What you have to do> Copy every one of the lines below word for word, but omit the pictures from your copy.

Point annotations for pictures:
[start]

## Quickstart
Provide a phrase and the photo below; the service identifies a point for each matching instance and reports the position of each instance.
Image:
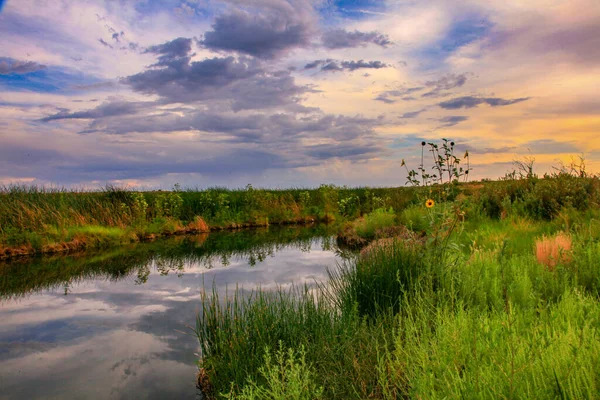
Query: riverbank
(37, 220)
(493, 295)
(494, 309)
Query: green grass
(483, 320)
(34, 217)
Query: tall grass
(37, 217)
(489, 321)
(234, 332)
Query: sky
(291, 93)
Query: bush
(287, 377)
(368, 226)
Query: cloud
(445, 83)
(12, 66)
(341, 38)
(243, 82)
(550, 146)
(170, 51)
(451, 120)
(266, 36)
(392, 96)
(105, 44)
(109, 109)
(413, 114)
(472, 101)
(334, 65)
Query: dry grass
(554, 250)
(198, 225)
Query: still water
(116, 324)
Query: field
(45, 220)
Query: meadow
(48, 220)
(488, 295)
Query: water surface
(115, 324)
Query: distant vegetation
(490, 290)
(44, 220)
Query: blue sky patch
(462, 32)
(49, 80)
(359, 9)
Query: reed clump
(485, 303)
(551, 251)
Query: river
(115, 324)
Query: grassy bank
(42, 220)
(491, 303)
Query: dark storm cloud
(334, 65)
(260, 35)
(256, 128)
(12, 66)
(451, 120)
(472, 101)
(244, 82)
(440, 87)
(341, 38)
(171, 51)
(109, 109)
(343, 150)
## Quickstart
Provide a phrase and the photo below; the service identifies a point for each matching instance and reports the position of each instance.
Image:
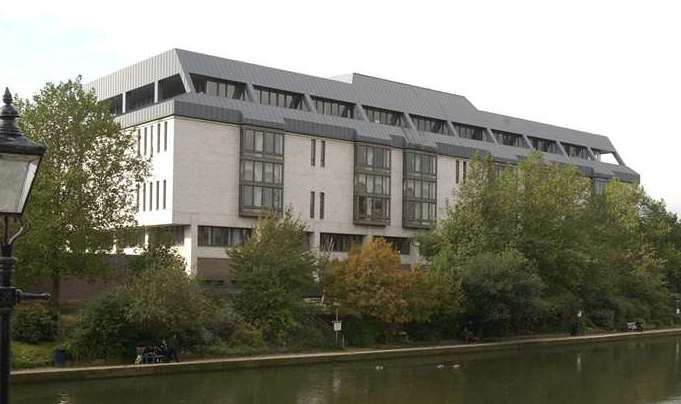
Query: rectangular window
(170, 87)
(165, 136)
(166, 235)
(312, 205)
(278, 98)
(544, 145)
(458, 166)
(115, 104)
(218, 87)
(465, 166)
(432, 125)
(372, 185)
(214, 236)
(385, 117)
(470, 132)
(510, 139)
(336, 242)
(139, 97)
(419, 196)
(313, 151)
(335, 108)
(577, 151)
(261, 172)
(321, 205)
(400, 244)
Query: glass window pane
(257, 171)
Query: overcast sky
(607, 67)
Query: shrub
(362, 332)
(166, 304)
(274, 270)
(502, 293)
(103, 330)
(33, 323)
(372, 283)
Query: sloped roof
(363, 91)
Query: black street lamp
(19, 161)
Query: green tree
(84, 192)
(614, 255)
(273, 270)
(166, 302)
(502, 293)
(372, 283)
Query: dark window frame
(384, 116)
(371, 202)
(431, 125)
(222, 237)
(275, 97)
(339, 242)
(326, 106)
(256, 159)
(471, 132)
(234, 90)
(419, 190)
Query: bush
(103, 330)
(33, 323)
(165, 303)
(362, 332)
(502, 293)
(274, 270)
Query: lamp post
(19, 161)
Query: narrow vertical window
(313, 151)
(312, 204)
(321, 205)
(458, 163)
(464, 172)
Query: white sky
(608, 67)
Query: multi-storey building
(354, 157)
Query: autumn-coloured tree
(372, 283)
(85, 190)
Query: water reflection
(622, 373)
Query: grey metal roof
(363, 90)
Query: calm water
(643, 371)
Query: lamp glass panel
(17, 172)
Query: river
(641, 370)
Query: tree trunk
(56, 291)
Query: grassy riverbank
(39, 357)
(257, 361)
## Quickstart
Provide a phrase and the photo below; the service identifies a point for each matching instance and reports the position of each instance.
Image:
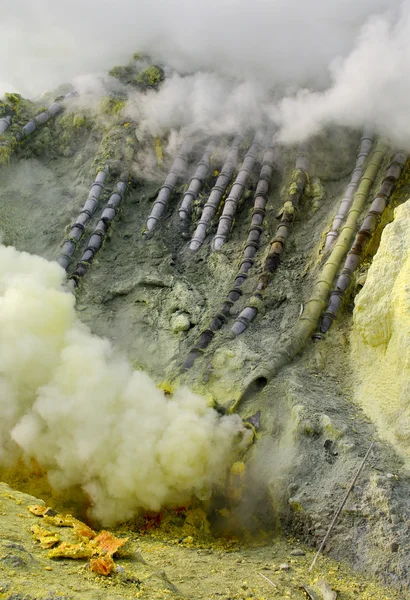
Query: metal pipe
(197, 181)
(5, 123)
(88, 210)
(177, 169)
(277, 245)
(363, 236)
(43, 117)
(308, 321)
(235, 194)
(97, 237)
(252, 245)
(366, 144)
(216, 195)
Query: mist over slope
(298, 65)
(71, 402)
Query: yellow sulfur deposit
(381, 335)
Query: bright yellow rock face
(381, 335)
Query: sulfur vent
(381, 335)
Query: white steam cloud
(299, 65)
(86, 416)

[end]

Complete response>
## Quickstart
Provide a phrase and the photo below; the service identifies a point for each matching instance and reports the position of each instance.
Image:
Query: riverbank
(37, 220)
(493, 295)
(494, 309)
Query: green grass
(483, 320)
(34, 217)
Query: tall grass
(37, 217)
(489, 321)
(234, 332)
Query: sky
(291, 93)
Query: bush
(287, 377)
(368, 226)
Query: cloud
(445, 83)
(12, 66)
(341, 38)
(243, 82)
(550, 146)
(170, 51)
(451, 120)
(266, 36)
(392, 96)
(105, 44)
(109, 109)
(413, 114)
(472, 101)
(334, 65)
Query: dry grass
(554, 250)
(198, 225)
Query: still water
(116, 324)
Query: field
(45, 220)
Query: meadow
(48, 220)
(488, 295)
Query: water surface
(115, 324)
Query: distant vegetation
(490, 290)
(44, 220)
Query: blue sky patch
(462, 32)
(49, 80)
(359, 9)
Query: reed clump
(485, 303)
(551, 251)
Query: river
(115, 324)
Query: grassy bank
(42, 220)
(491, 303)
Query: dark storm cloud
(334, 65)
(260, 35)
(256, 128)
(12, 66)
(451, 120)
(472, 101)
(244, 82)
(440, 87)
(341, 38)
(171, 51)
(109, 109)
(343, 150)
## Quickstart
Provide a phrase and the photo below; the service identifies a point for each matching instance and reports the position of each instance.
Image:
Query: rectangular window
(170, 87)
(165, 136)
(166, 235)
(312, 205)
(278, 98)
(544, 145)
(458, 166)
(115, 104)
(218, 87)
(465, 166)
(432, 125)
(372, 185)
(214, 236)
(385, 117)
(470, 132)
(510, 139)
(336, 242)
(139, 97)
(419, 196)
(313, 151)
(335, 108)
(577, 151)
(261, 172)
(321, 205)
(400, 244)
Query: glass window pane
(257, 171)
Query: overcast sky
(607, 67)
Query: shrub
(362, 332)
(166, 304)
(274, 270)
(502, 293)
(103, 330)
(33, 323)
(372, 283)
Query: sloped roof
(363, 91)
Query: black street lamp
(19, 161)
Query: green tree
(84, 192)
(614, 255)
(273, 270)
(166, 302)
(502, 293)
(372, 283)
Query: dark window frame
(384, 116)
(371, 202)
(431, 125)
(222, 237)
(275, 97)
(339, 242)
(326, 106)
(256, 159)
(471, 132)
(234, 90)
(419, 190)
Query: bush
(103, 330)
(33, 323)
(165, 303)
(362, 332)
(502, 293)
(274, 270)
Query: lamp post
(19, 161)
Query: narrow vertical window
(313, 151)
(312, 204)
(321, 205)
(458, 163)
(464, 172)
Query: white sky
(608, 67)
Query: multi-storey building
(354, 157)
Query: autumn-coloured tree
(372, 283)
(85, 190)
Query: water reflection
(622, 373)
Query: grey metal roof
(363, 90)
Query: calm water
(643, 371)
Query: lamp glass panel
(17, 172)
Query: river
(641, 370)
Query: tree trunk
(56, 291)
Query: grassy riverbank
(39, 357)
(257, 361)
## Quickstart
Provide a phrase and the photo below; the service identifies a point for each matching instance and reports the position of each instance.
Image:
Query: metal pipe
(197, 181)
(5, 123)
(88, 210)
(177, 169)
(277, 245)
(363, 236)
(43, 117)
(308, 321)
(235, 194)
(97, 237)
(252, 245)
(366, 144)
(216, 195)
Query: mist over slope
(298, 65)
(71, 402)
Query: yellow sulfur deposit
(381, 335)
Query: bright yellow rock face
(381, 335)
Query: sulfur vent
(381, 335)
Query: white steam cloud
(299, 65)
(86, 416)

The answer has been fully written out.